- _RECORDS PROVIDED_
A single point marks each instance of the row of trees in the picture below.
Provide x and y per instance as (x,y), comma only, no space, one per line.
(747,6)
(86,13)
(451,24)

- _DO THIS_
Please convert the data above into a Markdown table with two columns, Row and Data line. Give each non-blank line its own numbered row and leave out blank lines.

- _TASK RESULT_
| Row | Data line |
|---|---|
| 1 | A single point marks each instance of the row of trees in the picture below. |
| 2 | Provide x and y per instance as (x,y), comma only, no space, one per line. |
| 3 | (747,6) |
| 4 | (86,13) |
| 5 | (451,24) |